PROVIDED ENTRIES:
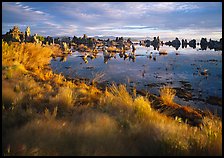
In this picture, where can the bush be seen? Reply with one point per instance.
(167, 95)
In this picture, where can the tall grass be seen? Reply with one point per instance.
(52, 116)
(28, 54)
(167, 95)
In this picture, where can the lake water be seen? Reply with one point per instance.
(181, 69)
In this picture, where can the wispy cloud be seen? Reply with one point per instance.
(114, 18)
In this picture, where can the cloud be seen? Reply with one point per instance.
(113, 18)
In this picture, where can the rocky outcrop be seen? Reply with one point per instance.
(14, 35)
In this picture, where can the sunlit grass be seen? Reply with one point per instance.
(167, 95)
(43, 114)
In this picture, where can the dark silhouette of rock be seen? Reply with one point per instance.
(176, 43)
(192, 43)
(204, 43)
(14, 35)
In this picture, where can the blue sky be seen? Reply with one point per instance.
(137, 19)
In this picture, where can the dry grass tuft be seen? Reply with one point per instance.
(167, 95)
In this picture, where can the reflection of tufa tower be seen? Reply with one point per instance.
(27, 34)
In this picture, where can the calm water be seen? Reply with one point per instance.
(182, 72)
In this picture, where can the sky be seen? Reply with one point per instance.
(128, 19)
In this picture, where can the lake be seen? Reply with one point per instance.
(182, 69)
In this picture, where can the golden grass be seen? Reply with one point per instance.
(52, 116)
(167, 95)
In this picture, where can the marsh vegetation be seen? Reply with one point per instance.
(44, 113)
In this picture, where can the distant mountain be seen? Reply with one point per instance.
(104, 37)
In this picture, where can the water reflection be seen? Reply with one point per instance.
(145, 66)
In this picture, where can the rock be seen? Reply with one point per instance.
(163, 52)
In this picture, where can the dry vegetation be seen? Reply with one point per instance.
(43, 114)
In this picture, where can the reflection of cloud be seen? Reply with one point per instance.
(115, 18)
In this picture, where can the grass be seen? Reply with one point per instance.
(43, 114)
(167, 95)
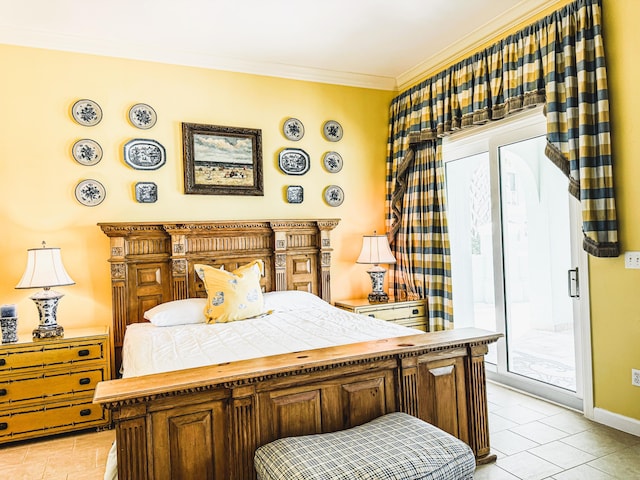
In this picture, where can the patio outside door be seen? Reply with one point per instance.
(514, 250)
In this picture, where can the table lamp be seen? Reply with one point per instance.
(375, 250)
(45, 270)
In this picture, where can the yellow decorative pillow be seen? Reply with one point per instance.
(233, 295)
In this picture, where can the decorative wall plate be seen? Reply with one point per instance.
(333, 195)
(146, 192)
(90, 193)
(86, 112)
(295, 194)
(332, 162)
(293, 161)
(142, 116)
(293, 129)
(86, 152)
(332, 131)
(143, 154)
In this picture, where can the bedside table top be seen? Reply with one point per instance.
(364, 302)
(70, 334)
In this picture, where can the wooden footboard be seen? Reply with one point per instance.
(206, 422)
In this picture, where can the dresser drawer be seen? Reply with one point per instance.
(63, 416)
(395, 313)
(37, 386)
(37, 356)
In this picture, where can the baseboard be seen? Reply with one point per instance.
(619, 422)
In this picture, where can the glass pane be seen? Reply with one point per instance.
(470, 236)
(537, 256)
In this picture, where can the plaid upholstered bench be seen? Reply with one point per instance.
(392, 447)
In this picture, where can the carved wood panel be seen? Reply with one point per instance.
(365, 400)
(442, 402)
(294, 412)
(191, 442)
(303, 274)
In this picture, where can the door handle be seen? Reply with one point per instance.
(573, 283)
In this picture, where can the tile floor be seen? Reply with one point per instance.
(533, 439)
(536, 440)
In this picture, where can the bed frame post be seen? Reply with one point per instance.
(280, 250)
(325, 227)
(179, 283)
(477, 404)
(244, 437)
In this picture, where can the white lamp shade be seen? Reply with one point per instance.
(44, 269)
(375, 250)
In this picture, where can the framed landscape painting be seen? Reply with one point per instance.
(222, 160)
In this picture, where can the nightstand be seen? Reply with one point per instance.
(409, 313)
(47, 385)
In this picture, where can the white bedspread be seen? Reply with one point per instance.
(299, 321)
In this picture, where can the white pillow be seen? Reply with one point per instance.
(286, 300)
(178, 312)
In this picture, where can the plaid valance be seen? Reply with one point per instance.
(558, 61)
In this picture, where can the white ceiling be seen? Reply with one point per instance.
(383, 44)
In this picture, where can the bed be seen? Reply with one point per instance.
(189, 418)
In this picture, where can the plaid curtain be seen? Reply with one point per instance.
(558, 61)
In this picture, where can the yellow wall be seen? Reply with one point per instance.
(615, 317)
(38, 174)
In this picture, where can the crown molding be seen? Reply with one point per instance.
(70, 43)
(518, 14)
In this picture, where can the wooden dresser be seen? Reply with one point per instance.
(47, 386)
(409, 313)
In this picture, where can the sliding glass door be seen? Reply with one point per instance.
(513, 257)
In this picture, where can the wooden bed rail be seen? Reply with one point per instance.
(206, 422)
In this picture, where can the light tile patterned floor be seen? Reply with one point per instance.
(534, 440)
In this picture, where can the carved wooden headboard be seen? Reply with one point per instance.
(152, 263)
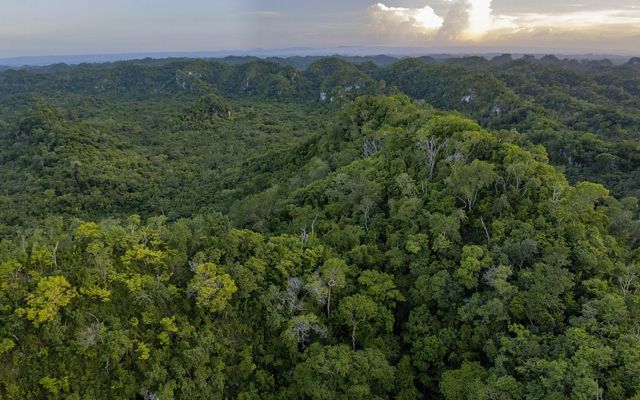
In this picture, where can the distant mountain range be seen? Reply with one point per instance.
(348, 51)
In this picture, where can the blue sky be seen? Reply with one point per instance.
(46, 27)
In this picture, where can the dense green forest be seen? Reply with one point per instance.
(321, 229)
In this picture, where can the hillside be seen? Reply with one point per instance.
(191, 229)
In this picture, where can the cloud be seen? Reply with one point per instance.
(475, 20)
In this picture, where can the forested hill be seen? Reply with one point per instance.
(191, 229)
(587, 114)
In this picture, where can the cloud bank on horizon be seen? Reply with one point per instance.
(476, 22)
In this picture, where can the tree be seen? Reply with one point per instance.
(51, 294)
(211, 287)
(356, 310)
(332, 273)
(431, 146)
(466, 181)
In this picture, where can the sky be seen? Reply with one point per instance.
(46, 27)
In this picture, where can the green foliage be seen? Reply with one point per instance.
(293, 250)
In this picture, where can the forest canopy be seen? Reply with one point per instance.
(466, 229)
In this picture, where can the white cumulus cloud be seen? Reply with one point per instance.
(475, 20)
(422, 21)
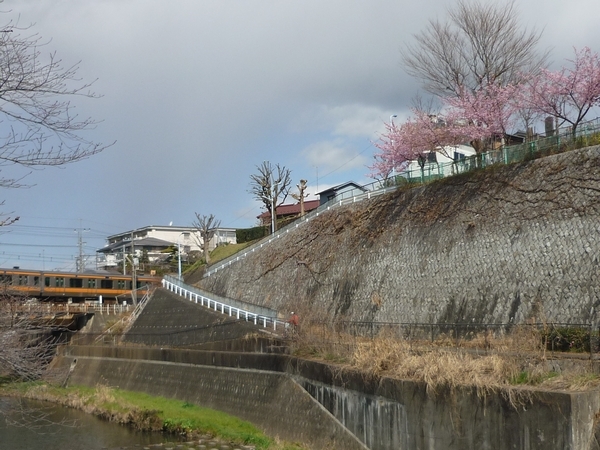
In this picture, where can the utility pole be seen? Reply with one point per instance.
(80, 263)
(133, 274)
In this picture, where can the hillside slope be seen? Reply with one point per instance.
(512, 244)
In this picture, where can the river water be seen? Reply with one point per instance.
(31, 425)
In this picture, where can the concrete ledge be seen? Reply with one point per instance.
(272, 391)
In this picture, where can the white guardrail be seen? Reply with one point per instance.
(232, 311)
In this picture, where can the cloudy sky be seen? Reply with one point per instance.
(196, 94)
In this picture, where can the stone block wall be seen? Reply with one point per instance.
(381, 413)
(511, 244)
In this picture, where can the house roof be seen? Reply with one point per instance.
(144, 242)
(339, 187)
(291, 209)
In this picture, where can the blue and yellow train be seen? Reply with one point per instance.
(54, 285)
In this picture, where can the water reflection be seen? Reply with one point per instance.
(27, 425)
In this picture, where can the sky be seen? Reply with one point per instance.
(195, 94)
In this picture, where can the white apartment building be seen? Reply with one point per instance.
(154, 240)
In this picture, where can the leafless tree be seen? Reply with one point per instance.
(301, 195)
(39, 125)
(271, 185)
(480, 42)
(26, 342)
(206, 226)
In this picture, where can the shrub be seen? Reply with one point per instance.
(567, 339)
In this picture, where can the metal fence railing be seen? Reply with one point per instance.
(587, 134)
(343, 337)
(258, 315)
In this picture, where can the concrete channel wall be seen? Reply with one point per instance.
(512, 244)
(313, 403)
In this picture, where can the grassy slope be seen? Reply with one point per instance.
(148, 413)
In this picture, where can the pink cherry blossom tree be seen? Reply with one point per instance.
(472, 117)
(568, 94)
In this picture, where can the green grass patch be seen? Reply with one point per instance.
(146, 412)
(225, 251)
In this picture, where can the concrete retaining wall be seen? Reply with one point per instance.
(272, 391)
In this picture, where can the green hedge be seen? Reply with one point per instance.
(251, 234)
(568, 339)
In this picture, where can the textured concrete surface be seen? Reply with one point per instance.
(507, 245)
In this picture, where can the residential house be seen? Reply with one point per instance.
(285, 213)
(154, 242)
(341, 191)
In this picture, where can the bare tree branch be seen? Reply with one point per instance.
(39, 126)
(480, 43)
(271, 185)
(206, 226)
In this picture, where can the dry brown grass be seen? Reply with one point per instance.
(487, 361)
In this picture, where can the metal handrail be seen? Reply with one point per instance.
(187, 292)
(506, 155)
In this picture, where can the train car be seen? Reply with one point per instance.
(63, 285)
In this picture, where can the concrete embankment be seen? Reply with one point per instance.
(326, 407)
(272, 391)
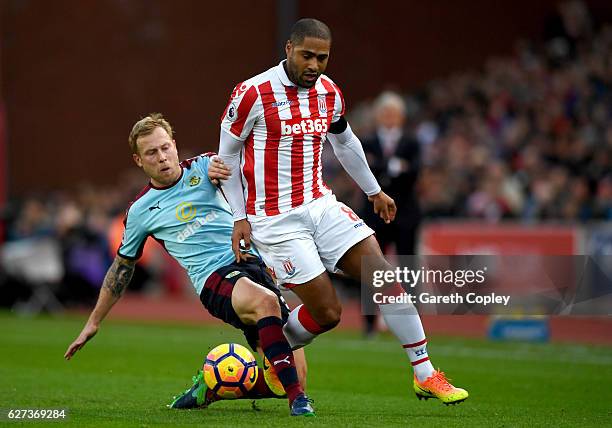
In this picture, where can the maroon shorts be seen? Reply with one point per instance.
(216, 296)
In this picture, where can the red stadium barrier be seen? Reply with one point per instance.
(499, 239)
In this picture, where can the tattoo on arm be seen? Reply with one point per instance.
(119, 275)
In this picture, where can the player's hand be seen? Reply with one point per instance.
(87, 333)
(242, 232)
(217, 170)
(384, 206)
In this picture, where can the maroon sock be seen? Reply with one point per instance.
(276, 348)
(261, 388)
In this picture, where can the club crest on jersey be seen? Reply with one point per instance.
(289, 268)
(232, 112)
(194, 181)
(322, 104)
(185, 211)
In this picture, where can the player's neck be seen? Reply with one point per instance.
(292, 78)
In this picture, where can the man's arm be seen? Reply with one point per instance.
(348, 150)
(116, 281)
(229, 152)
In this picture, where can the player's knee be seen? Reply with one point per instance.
(266, 304)
(302, 371)
(328, 317)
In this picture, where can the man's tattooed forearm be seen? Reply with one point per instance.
(119, 276)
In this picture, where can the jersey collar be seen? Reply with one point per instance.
(282, 75)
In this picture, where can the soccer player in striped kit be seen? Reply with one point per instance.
(272, 135)
(183, 210)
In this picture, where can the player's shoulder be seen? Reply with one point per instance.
(328, 82)
(253, 82)
(201, 159)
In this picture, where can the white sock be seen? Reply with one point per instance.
(296, 333)
(404, 322)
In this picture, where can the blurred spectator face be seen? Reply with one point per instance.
(390, 111)
(390, 117)
(307, 61)
(158, 157)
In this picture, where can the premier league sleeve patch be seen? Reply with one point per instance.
(232, 112)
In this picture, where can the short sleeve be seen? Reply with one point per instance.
(134, 238)
(339, 105)
(241, 112)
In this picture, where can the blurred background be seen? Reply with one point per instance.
(488, 122)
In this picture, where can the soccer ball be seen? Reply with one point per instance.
(272, 379)
(230, 370)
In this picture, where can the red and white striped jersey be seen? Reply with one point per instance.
(283, 127)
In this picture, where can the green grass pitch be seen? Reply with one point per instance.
(128, 373)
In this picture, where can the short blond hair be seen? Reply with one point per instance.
(146, 126)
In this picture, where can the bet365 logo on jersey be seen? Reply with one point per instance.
(304, 126)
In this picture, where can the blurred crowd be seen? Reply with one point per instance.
(528, 137)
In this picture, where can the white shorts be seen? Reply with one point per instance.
(301, 244)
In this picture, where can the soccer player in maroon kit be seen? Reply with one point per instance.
(272, 136)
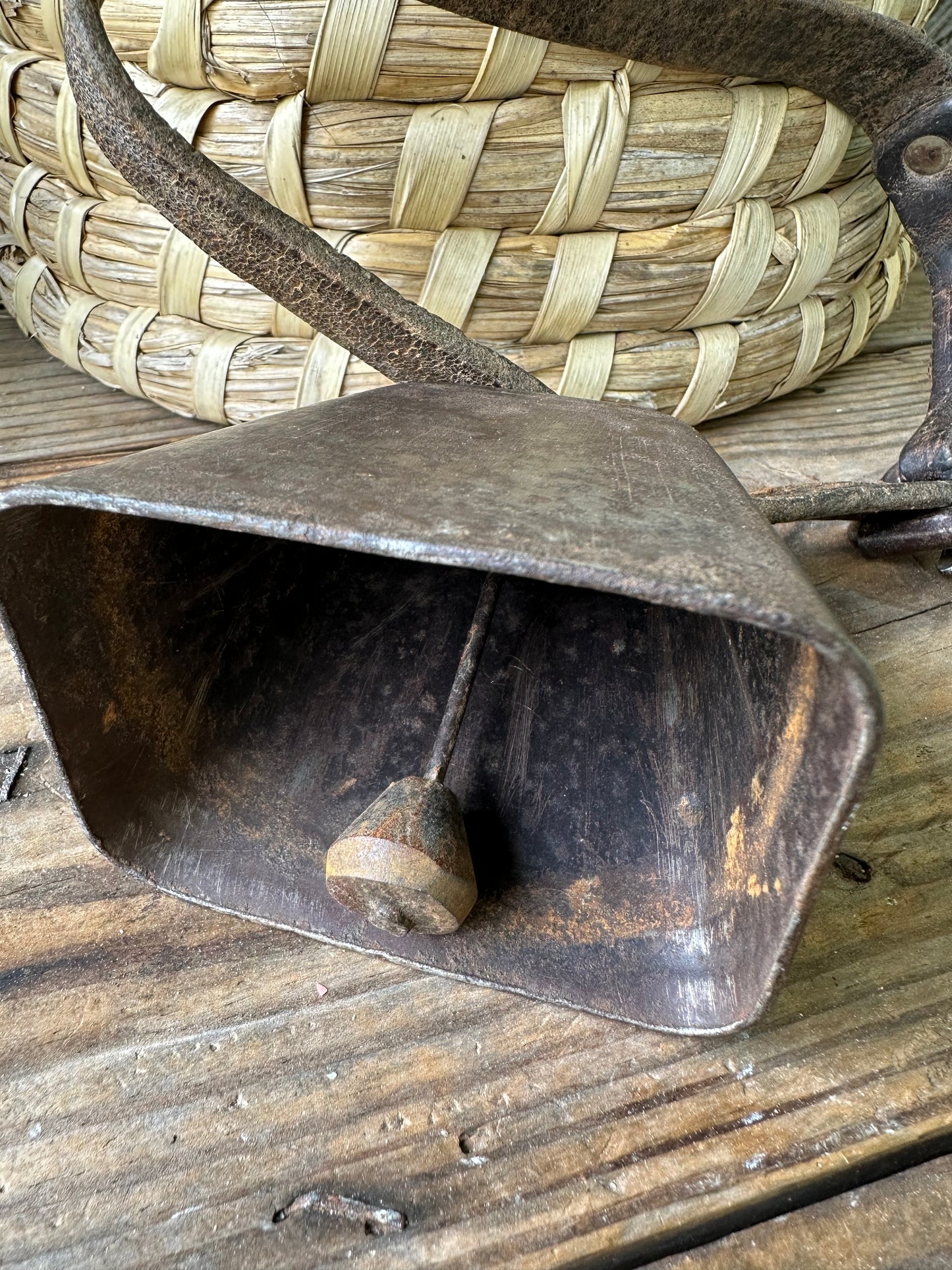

WHAT IS REQUIRED:
Pick out every line in the data above that contains the word "glass", and copy each such line in full.

FINISHED TASK:
In this picture, where can the glass pane be seen? Reply with one point per instance.
In this picture, where can the sliding glass door be seen? Reply with one point per instance.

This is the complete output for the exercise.